Copy out the records so that each line matches the original.

[Natural-language object grounding data]
*** Begin section ***
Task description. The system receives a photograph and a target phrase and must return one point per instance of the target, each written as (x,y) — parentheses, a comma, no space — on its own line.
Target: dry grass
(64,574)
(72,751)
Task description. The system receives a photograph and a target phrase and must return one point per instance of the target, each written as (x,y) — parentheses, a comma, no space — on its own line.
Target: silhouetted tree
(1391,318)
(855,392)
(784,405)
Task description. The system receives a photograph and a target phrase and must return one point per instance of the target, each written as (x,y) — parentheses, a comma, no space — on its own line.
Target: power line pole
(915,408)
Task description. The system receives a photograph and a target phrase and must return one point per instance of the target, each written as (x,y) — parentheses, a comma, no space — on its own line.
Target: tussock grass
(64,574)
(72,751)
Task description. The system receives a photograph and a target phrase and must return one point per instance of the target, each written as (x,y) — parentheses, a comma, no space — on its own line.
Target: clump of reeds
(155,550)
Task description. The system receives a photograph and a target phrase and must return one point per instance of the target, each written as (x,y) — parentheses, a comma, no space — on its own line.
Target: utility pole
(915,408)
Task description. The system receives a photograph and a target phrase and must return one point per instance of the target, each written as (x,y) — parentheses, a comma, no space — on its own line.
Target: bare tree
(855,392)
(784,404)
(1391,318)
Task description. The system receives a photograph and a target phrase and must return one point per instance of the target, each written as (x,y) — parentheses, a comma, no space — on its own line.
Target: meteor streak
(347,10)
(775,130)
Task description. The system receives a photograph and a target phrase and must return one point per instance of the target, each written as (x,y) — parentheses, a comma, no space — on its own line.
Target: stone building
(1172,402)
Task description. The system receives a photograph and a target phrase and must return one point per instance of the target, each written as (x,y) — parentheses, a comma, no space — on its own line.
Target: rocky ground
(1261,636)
*** End section ***
• **WRITTEN ANSWER**:
Task description. The system receives a photograph and a target phrase and must return one point per instance of the target, each written as (x,y) — parentheses, a comma, no space — on its own line.
Target: dry grass
(64,574)
(72,751)
Task description. The system receives a photograph and a target phrase and must return one point per instance of the target, each written as (x,y) — parentheses, a comma, no space — on its own line.
Target: silhouetted tree
(1391,318)
(855,392)
(784,405)
Task description. The system receives a photograph and a target phrase and must return one point per instance of the target, each written as (x,y) — parentheses, a comma, no space — on its own line.
Target: power line pole
(915,408)
Task description. The system receives a photograph and a target phrase and must return one point per instance of the target, each written as (x,y) — parentheses, a comma, no space — on its own line.
Target: tussock grass
(64,574)
(72,751)
Task description. The system receives a photograph and a target phrase and must return one point per instance of the target, each written as (x,y) — parentheses, a comma, no space — on its own line.
Target: clump of reeds
(155,550)
Task description. The system receives a photograph and a target phrase and must return one point per instance of the target, each written as (x,y) — parentheses, a comma, no space — on its own line.
Target: utility pole
(915,408)
Task description. The system receives a photograph and a target phrase and must return one point per instance of the target, each written as (x,y) — parentheses, a comma, no space — on its own line.
Target: bare tree
(855,392)
(784,404)
(1391,318)
Task description. The system receives a photograph and a target phrase and must return one point per instance of the target, each written as (x,y) — parentheses, a comma, no space — on its own line.
Target: meteor streak
(347,10)
(775,130)
Task description. The system receives a photograph and a target phrase and must return one point per instance of the target, each written as (x,y) — parentheses, a comma, no space — on its own line.
Target: stone building
(1172,402)
Task description. The system receives a photograph and a target phrase and must return one point per instance of the target, each written as (x,y) — parentheses, a comma, no space — on its own line.
Target: rocky ground
(1261,636)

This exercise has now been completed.